SELECTED PASSAGE
Posted on: Friday, April 22nd, 2022  In: Deep Dive into Optics

Electromagnetic spectrum covers many wavelength regions from Gamma ray, X ray, ultraviolet (UV), visible light, infrared (IR) to radio wave. Visible light is the portion of the electromagnetic spectrum that the human eye is capable of detecting. Visible light has a wavelength range from 380 to 780nm and different wavelengths appear to human eye as different colors.

An optical filter selectively transmits light of different wavelengths while absorbing or blocking the remainder. These filters usually pass long wavelengths only (longpass filter), or short wavelengths only (shortpass filter), or a certain wavelength range (bandpass filter), or multiple wavelength regions (multi-bandpass filter).

Types of Filters

Longpass filters suppress shorter wavelengths and transmit longer wavelengths while shortpass filters suppress longer wavelengths and transmit shorter wavelengths.

Bandpass filters have high transmission for a certain wavelength range while blocking other wavelengths, i.e. filter out unwanted light spectrums. These types of filters are referred to by the transmission wavelength range, also known as the passband, which they are designed to transmit.

A Multi-bandpass filter can have high transmission at multiple wavelength regions while blocking other wavelengths of the light.

STORED ROWS
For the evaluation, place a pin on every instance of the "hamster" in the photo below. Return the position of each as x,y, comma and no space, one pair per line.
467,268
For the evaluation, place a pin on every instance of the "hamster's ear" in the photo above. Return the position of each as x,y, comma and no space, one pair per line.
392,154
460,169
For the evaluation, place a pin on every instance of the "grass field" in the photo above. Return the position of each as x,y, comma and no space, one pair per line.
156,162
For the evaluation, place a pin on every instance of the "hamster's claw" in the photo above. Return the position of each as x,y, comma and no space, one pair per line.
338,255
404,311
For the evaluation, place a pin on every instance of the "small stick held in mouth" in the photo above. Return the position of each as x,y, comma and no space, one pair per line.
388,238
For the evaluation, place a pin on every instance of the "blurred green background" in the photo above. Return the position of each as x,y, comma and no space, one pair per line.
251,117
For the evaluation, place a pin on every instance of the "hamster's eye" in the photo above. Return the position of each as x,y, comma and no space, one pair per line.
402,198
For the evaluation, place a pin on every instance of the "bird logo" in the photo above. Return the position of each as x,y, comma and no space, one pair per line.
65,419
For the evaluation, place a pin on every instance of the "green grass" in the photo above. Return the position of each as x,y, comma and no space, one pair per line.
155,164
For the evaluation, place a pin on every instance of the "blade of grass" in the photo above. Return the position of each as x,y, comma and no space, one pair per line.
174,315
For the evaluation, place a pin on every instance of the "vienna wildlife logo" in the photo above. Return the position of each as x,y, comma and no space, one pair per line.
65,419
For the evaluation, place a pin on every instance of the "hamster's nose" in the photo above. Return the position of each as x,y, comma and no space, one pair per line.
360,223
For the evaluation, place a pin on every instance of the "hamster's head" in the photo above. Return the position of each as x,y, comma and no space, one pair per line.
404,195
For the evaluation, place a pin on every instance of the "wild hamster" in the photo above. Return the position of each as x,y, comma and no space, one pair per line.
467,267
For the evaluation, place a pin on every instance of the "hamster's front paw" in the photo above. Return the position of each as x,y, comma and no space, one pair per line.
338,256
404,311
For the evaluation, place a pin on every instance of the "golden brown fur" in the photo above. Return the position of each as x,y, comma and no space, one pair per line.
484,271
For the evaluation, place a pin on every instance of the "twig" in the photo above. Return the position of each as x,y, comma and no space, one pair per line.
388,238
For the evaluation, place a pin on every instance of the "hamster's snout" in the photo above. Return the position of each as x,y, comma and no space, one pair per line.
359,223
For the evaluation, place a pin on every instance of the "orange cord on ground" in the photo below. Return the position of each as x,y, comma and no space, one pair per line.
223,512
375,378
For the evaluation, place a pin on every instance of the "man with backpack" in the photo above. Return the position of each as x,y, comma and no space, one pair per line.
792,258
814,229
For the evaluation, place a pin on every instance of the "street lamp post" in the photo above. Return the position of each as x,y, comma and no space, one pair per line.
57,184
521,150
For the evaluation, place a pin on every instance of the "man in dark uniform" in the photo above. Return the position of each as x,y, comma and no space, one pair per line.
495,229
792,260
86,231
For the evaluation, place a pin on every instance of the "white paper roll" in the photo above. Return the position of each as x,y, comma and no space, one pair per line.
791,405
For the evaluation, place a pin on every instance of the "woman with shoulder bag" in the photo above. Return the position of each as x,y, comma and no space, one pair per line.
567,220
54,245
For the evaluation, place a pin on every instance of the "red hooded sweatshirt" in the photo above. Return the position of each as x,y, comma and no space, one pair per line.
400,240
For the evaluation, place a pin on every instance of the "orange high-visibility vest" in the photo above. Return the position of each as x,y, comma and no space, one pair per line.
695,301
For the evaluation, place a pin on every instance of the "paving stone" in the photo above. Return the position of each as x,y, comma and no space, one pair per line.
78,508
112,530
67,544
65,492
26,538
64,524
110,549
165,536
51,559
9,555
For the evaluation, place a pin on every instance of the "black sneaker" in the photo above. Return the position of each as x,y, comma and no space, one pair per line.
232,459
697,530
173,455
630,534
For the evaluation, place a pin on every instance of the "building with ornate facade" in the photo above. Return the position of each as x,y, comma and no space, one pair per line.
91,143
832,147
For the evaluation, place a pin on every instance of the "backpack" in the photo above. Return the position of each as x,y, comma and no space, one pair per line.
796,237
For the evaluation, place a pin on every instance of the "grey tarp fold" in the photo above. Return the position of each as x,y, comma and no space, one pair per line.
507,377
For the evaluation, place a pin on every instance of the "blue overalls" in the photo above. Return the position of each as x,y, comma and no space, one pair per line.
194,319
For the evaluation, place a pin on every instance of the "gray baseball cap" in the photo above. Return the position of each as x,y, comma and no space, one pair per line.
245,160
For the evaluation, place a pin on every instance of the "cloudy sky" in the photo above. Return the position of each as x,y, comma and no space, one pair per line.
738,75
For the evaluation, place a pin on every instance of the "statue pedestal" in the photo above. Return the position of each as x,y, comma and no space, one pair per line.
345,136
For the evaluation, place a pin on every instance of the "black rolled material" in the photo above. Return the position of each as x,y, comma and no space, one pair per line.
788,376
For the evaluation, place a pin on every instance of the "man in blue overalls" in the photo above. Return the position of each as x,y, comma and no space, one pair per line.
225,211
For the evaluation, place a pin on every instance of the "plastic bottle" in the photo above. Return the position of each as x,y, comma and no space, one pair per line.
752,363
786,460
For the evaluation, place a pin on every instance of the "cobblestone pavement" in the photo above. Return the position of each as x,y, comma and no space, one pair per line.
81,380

DIRECTIONS
1) What is the passband of a bandpass filter, according to the optical filters passage?
2) Retype the optical filters passage from "Longpass filters suppress" to "of the light.".

EXPECTED RESPONSES
1) The passband is the transmission wavelength range that the filter is designed to transmit.

2)
Longpass filters suppress shorter wavelengths and transmit longer wavelengths while shortpass filters suppress longer wavelengths and transmit shorter wavelengths.

Bandpass filters have high transmission for a certain wavelength range while blocking other wavelengths, i.e. filter out unwanted light spectrums. These types of filters are referred to by the transmission wavelength range, also known as the passband, which they are designed to transmit.

A Multi-bandpass filter can have high transmission at multiple wavelength regions while blocking other wavelengths of the light.